__Task to complete__. Render the part of the items that opens with the line containing "Camera-trap tally: mark every instance of the player's" and runs through the end of the items as a Markdown table with the columns No. and Content, giving each line its own numbered row and omitting blank lines.

— BEGIN —

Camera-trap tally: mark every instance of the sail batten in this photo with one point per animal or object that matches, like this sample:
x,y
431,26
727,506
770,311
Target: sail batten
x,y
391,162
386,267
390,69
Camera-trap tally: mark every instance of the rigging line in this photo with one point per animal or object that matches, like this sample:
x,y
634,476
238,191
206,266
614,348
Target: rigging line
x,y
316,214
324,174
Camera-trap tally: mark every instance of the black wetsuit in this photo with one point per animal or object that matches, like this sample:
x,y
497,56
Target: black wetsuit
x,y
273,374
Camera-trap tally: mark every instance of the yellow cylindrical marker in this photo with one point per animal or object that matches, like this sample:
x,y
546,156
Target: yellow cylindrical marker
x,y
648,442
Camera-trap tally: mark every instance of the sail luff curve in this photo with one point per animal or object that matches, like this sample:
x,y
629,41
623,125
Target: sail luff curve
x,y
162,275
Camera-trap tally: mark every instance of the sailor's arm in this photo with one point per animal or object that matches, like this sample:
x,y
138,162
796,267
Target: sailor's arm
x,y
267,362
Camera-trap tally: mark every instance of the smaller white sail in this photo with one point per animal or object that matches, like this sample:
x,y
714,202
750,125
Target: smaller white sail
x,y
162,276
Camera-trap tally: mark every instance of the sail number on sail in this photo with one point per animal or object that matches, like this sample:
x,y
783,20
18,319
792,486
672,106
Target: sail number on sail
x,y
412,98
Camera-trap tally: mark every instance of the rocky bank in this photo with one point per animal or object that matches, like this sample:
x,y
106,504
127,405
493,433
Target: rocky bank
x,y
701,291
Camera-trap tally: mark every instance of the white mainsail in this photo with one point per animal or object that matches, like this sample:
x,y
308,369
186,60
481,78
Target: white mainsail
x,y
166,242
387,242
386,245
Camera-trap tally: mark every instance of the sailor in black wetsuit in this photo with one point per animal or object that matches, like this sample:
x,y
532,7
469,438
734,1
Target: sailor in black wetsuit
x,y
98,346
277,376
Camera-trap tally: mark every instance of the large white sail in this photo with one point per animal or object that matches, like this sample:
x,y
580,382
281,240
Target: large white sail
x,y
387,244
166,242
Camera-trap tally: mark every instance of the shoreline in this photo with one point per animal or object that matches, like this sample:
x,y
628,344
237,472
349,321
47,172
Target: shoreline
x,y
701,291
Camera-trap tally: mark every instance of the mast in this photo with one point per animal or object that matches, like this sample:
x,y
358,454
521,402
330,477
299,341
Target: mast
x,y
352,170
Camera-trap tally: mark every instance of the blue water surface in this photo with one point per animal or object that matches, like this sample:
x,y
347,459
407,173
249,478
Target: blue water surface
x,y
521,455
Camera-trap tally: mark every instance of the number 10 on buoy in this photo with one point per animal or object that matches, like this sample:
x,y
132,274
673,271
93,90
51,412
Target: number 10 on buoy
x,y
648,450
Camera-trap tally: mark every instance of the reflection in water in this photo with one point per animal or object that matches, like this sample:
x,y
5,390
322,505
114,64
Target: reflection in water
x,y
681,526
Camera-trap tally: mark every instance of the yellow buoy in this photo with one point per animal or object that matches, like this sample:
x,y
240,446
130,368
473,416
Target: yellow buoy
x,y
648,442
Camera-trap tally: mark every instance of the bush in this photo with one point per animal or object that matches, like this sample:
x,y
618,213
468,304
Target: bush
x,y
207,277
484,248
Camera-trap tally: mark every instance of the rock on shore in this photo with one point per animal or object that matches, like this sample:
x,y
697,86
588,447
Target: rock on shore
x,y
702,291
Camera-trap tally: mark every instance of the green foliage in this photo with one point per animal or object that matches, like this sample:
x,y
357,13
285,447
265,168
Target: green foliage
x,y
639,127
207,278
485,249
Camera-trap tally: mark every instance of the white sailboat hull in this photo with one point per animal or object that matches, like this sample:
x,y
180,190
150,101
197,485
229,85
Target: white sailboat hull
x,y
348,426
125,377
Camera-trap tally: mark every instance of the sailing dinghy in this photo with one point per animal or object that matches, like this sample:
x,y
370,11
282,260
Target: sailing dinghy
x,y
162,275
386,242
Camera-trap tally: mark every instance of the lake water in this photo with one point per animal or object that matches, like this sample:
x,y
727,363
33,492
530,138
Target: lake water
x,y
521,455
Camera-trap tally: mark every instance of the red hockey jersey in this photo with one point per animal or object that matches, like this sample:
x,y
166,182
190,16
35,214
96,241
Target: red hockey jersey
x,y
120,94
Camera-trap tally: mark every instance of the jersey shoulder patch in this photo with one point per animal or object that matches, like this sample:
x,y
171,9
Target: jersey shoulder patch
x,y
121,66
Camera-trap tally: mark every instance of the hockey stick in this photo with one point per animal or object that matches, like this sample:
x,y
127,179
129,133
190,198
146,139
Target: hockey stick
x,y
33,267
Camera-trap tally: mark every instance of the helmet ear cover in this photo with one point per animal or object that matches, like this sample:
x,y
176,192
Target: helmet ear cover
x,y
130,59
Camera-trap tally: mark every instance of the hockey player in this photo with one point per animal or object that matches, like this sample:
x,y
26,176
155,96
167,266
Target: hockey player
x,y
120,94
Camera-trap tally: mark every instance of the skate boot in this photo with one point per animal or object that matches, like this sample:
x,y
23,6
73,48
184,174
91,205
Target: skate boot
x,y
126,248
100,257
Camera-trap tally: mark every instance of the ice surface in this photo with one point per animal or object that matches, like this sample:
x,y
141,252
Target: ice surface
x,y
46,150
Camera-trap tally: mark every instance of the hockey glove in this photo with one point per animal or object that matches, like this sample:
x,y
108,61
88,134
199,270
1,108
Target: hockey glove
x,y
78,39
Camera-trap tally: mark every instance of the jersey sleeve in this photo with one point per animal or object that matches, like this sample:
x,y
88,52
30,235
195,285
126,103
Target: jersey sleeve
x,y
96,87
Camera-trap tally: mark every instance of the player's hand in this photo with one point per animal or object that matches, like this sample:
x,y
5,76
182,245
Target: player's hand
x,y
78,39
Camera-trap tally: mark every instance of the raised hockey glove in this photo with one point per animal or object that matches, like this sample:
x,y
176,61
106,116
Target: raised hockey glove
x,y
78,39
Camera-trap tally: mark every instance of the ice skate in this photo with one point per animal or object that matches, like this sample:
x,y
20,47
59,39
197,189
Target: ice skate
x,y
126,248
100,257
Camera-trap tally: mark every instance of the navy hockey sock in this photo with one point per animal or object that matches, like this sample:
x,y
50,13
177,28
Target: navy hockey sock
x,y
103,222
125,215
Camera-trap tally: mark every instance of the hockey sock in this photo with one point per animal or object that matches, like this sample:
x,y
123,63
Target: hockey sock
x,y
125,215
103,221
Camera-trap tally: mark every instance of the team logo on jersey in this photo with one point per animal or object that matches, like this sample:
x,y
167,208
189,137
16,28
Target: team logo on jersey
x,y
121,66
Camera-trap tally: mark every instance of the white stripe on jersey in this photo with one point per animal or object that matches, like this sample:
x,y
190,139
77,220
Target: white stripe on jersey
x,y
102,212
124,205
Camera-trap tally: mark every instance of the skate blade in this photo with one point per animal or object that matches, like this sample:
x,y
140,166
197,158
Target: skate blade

— END —

__Written answer__.
| No. | Content |
|---|---|
| 1 | Camera-trap tally: mark every instance of the player's hand in this photo with one point per animal or object that matches, like this sample: |
| 2 | x,y |
| 3 | 5,76 |
| 4 | 182,245 |
| 5 | Target: player's hand |
| 6 | x,y |
| 7 | 78,39 |
| 8 | Camera-trap tally: mark every instance of the raised hockey glove in this photo with one point per animal or object that matches, like this sample: |
| 9 | x,y |
| 10 | 176,61 |
| 11 | 106,116 |
| 12 | Target: raised hockey glove |
| 13 | x,y |
| 14 | 78,39 |
| 15 | Camera-trap tally: mark every instance of the ice skate in this photo with one point per animal or object that matches, like this sample: |
| 16 | x,y |
| 17 | 20,47 |
| 18 | 59,39 |
| 19 | 197,189 |
| 20 | Target: ice skate |
| 21 | x,y |
| 22 | 126,248 |
| 23 | 100,257 |
| 24 | Camera-trap tally: mark every instance of the navy hockey sock in this photo with one point per animal or object that matches, like this sample: |
| 25 | x,y |
| 26 | 50,13 |
| 27 | 177,28 |
| 28 | Target: navy hockey sock |
| 29 | x,y |
| 30 | 103,222 |
| 31 | 125,215 |
| 32 | Camera-trap tally: mark every instance of the hockey sock in this photo with one point per animal or object that matches, like this sample: |
| 33 | x,y |
| 34 | 123,63 |
| 35 | Target: hockey sock |
| 36 | x,y |
| 37 | 125,215 |
| 38 | 103,221 |
| 39 | Camera-trap tally: mark every instance of the team logo on jersey in this photo with one point per animal or object that matches, like this sample: |
| 40 | x,y |
| 41 | 167,208 |
| 42 | 189,137 |
| 43 | 16,28 |
| 44 | Target: team logo on jersey |
| 45 | x,y |
| 46 | 121,66 |
| 47 | Camera-trap tally: mark every instance of the white stripe on jersey in this photo with one point per animal or object that matches, like this sample: |
| 48 | x,y |
| 49 | 190,139 |
| 50 | 77,220 |
| 51 | Target: white stripe on jersey |
| 52 | x,y |
| 53 | 102,212 |
| 54 | 124,205 |
| 55 | Camera-trap tally: mark every instance of the skate blade in this photo with one point per animal or object that matches, like this sample: |
| 56 | x,y |
| 57 | 140,166 |
| 58 | 197,158 |
| 59 | Target: skate blade |